-- Opdracht --
Geef het fragment over engelen opnieuw weer, beginnend bij "Engelen worden soms" en eindigend bij "38:7; De 33:2.". Noem daarbij "lichaam" overal "lijf".

-- Fragment --
##############################

ENGEL
Zowel het Hebreeuwse woord mal·ʼakhʹ als het Griekse woord agʹge·los (spreek uit: anʹge·los) betekent letterlijk „bode” of „boodschapper”. Van het eerste tot het laatste boek van de bijbel komen deze woorden bijna 400 maal voor. Wanneer daarmee hemelse boodschappers worden bedoeld, worden deze woorden met „engelen” vertaald. Hebben ze daarentegen duidelijk betrekking op mensen, dan worden ze met „boden” of „boodschappers” weergegeven (Ge 16:7; 32:3; Jak 2:25; Opb 22:8; zie BODE, BOODSCHAPPER). Wanneer het in hoogsymbolische taal geschreven boek Openbaring echter over ’engelen’ spreekt, kunnen op bepaalde plaatsen ook mensen bedoeld zijn. — Opb 2:1, 8, 12, 18; 3:1, 7, 14.
Engelen worden soms ook geesten genoemd. Een geest is onzichtbaar en heeft macht. Zo lezen wij: „Ten slotte trad er een geest naar voren en ging voor Jehovah staan”, en ook: „Zijn zij niet allen geesten voor openbare dienst?” (1Kon 22:21; Heb 1:14) Zij hebben een onzichtbaar, geestelijk lichaam en wonen „in de hemelen” (Mr 12:25; 1Kor 15:44, 50). Zij worden ook „zonen van de ware God”, „morgensterren” en „heilige myriaden” (of „heiligen”) genoemd. — Job 1:6; 2:1; 38:7; De 33:2.

##############################

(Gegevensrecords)
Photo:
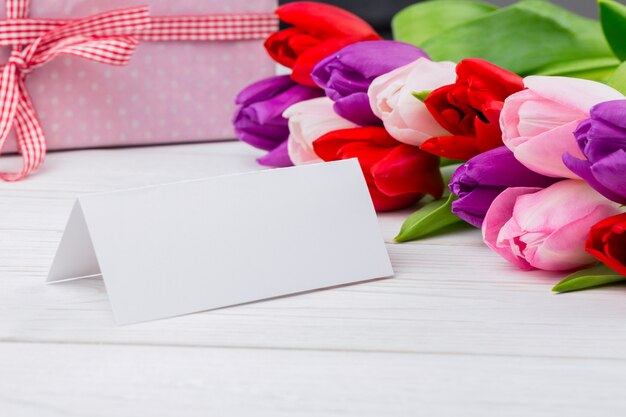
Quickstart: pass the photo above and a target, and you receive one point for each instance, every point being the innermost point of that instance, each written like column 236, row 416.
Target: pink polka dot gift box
column 89, row 73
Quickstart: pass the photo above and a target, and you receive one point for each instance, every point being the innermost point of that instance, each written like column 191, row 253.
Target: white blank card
column 197, row 245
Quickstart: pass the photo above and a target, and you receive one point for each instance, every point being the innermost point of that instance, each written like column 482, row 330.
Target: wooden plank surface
column 457, row 331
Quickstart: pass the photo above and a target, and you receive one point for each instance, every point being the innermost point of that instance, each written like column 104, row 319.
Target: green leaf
column 596, row 69
column 524, row 37
column 432, row 218
column 618, row 79
column 588, row 278
column 419, row 22
column 613, row 19
column 421, row 95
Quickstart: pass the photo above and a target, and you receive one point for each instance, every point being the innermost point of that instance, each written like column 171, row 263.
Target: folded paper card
column 197, row 245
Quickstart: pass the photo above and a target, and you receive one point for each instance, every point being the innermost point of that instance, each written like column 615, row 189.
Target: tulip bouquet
column 534, row 137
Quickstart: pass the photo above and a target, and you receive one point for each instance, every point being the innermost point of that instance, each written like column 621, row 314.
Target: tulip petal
column 564, row 249
column 452, row 147
column 277, row 158
column 407, row 169
column 473, row 205
column 499, row 215
column 544, row 153
column 610, row 172
column 583, row 169
column 574, row 93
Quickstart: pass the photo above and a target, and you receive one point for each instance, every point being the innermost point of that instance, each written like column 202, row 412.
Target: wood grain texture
column 456, row 332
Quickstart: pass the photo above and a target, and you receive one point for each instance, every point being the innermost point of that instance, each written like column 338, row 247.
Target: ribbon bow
column 104, row 37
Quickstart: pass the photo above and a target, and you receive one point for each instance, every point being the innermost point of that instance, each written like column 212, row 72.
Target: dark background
column 379, row 12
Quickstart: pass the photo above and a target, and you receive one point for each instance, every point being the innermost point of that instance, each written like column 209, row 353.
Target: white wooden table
column 457, row 331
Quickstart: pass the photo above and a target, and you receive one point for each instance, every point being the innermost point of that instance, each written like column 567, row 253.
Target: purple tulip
column 346, row 75
column 481, row 179
column 602, row 139
column 259, row 121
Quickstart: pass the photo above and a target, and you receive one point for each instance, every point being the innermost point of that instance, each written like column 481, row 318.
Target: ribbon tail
column 30, row 137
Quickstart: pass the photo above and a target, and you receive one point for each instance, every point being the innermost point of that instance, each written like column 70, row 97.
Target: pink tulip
column 308, row 121
column 538, row 123
column 535, row 228
column 405, row 117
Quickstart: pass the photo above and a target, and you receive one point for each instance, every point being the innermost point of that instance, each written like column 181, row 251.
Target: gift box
column 177, row 86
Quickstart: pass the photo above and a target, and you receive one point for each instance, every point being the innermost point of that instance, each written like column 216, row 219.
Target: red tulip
column 318, row 30
column 397, row 174
column 470, row 109
column 607, row 242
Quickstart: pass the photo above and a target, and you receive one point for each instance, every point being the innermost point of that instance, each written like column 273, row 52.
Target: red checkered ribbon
column 109, row 38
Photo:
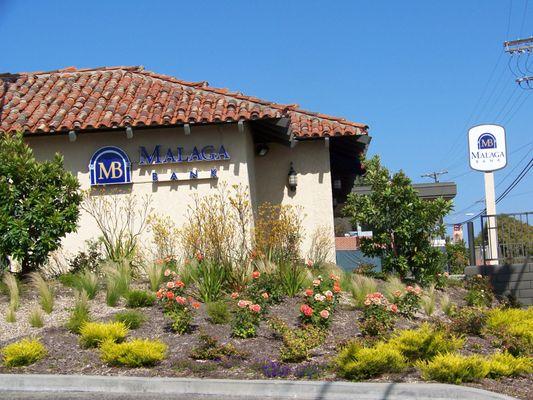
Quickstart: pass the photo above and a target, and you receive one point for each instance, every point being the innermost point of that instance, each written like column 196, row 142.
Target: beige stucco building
column 179, row 139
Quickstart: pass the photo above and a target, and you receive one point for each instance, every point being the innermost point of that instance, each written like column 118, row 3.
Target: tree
column 402, row 224
column 40, row 203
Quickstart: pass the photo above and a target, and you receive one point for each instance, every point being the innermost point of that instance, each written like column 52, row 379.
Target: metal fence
column 507, row 237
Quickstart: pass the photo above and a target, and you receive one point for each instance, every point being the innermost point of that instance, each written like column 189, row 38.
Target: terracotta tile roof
column 111, row 97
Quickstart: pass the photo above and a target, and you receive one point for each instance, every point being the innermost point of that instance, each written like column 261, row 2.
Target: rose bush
column 320, row 301
column 176, row 303
column 378, row 315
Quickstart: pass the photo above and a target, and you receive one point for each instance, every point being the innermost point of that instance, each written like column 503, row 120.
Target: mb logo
column 110, row 166
column 486, row 141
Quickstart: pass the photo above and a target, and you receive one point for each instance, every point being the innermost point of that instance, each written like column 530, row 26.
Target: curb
column 252, row 389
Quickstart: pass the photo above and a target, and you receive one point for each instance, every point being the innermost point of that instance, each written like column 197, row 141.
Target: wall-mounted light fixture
column 293, row 179
column 262, row 149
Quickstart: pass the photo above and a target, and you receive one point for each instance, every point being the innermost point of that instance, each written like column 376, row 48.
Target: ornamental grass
column 93, row 334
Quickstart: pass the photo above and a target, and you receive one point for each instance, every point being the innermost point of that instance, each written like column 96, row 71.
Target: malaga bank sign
column 486, row 148
column 111, row 165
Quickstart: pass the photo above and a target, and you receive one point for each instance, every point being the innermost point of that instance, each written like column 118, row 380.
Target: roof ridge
column 142, row 97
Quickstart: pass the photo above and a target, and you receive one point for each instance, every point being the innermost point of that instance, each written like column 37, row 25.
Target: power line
column 508, row 190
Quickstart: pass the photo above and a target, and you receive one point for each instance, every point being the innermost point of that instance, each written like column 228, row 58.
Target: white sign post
column 488, row 153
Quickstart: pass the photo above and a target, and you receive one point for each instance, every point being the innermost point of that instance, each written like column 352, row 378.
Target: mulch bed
column 65, row 356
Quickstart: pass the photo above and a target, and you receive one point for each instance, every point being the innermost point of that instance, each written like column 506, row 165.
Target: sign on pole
column 486, row 148
column 487, row 152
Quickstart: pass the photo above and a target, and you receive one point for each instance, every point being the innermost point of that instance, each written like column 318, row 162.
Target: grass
column 209, row 278
column 36, row 318
column 446, row 305
column 118, row 281
column 95, row 333
column 46, row 294
column 22, row 353
column 132, row 319
column 11, row 315
column 88, row 282
column 393, row 284
column 361, row 286
column 139, row 298
column 13, row 289
column 133, row 354
column 80, row 313
column 154, row 272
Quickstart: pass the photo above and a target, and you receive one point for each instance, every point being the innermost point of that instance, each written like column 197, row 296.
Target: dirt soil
column 65, row 356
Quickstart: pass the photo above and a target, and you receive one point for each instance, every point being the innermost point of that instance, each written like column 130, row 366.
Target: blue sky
column 419, row 73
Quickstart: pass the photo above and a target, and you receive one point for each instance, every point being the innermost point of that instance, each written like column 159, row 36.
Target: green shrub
column 454, row 368
column 218, row 312
column 469, row 321
column 67, row 279
column 210, row 349
column 80, row 313
column 514, row 327
column 356, row 362
column 95, row 333
column 46, row 295
column 292, row 277
column 36, row 318
column 209, row 277
column 23, row 352
column 13, row 288
column 448, row 308
column 181, row 320
column 429, row 301
column 11, row 315
column 361, row 286
column 425, row 343
column 139, row 298
column 132, row 319
column 505, row 364
column 479, row 292
column 135, row 353
column 87, row 281
column 154, row 272
column 297, row 343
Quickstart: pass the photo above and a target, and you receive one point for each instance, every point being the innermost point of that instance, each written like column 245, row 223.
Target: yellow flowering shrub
column 135, row 353
column 23, row 352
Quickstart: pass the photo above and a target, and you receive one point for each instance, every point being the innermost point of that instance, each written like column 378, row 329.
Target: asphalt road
column 105, row 396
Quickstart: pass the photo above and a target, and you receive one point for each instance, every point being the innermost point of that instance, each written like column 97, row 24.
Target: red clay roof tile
column 109, row 97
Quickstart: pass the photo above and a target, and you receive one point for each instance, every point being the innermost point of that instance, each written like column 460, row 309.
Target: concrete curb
column 252, row 389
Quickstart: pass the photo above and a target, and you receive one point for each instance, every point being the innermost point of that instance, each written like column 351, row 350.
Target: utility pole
column 434, row 175
column 524, row 75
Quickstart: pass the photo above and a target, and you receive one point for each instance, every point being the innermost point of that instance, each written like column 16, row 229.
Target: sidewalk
column 115, row 387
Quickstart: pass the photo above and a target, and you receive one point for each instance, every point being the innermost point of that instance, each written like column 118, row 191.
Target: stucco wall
column 313, row 193
column 168, row 198
column 266, row 176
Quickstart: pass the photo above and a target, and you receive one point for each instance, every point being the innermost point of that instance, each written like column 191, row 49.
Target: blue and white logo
column 486, row 141
column 110, row 166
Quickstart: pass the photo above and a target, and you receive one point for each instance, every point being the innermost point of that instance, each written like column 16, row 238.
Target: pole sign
column 486, row 148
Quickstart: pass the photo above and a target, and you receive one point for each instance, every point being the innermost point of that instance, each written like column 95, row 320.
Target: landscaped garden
column 216, row 298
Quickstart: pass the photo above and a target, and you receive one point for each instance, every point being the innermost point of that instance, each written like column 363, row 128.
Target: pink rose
column 255, row 308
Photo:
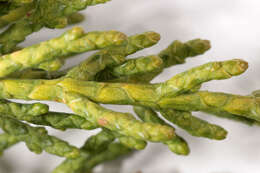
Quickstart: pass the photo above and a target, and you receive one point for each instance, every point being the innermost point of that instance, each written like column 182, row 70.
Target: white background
column 232, row 27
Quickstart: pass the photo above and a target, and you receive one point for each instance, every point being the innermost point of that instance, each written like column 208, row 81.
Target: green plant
column 106, row 77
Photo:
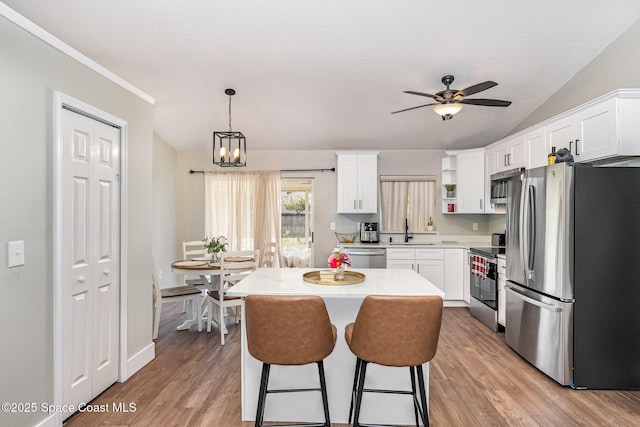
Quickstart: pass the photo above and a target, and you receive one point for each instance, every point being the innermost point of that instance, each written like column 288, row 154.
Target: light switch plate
column 15, row 253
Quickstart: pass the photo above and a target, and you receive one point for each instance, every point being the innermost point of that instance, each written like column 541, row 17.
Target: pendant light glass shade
column 229, row 148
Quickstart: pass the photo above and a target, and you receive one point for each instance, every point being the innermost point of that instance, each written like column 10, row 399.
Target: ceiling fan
column 450, row 101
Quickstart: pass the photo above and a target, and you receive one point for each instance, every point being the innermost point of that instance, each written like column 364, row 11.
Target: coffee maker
column 369, row 232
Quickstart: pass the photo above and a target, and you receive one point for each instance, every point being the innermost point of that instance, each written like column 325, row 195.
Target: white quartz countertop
column 446, row 244
column 378, row 281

##############################

-- Uitgewerkte opdracht --
Engelen worden soms ook geesten genoemd. Een geest is onzichtbaar en heeft macht. Zo lezen wij: „Ten slotte trad er een geest naar voren en ging voor Jehovah staan”, en ook: „Zijn zij niet allen geesten voor openbare dienst?” (1Kon 22:21; Heb 1:14) Zij hebben een onzichtbaar, geestelijk lijf en wonen „in de hemelen” (Mr 12:25; 1Kor 15:44, 50). Zij worden ook „zonen van de ware God”, „morgensterren” en „heilige myriaden” (of „heiligen”) genoemd. — Job 1:6; 2:1; 38:7; De 33:2.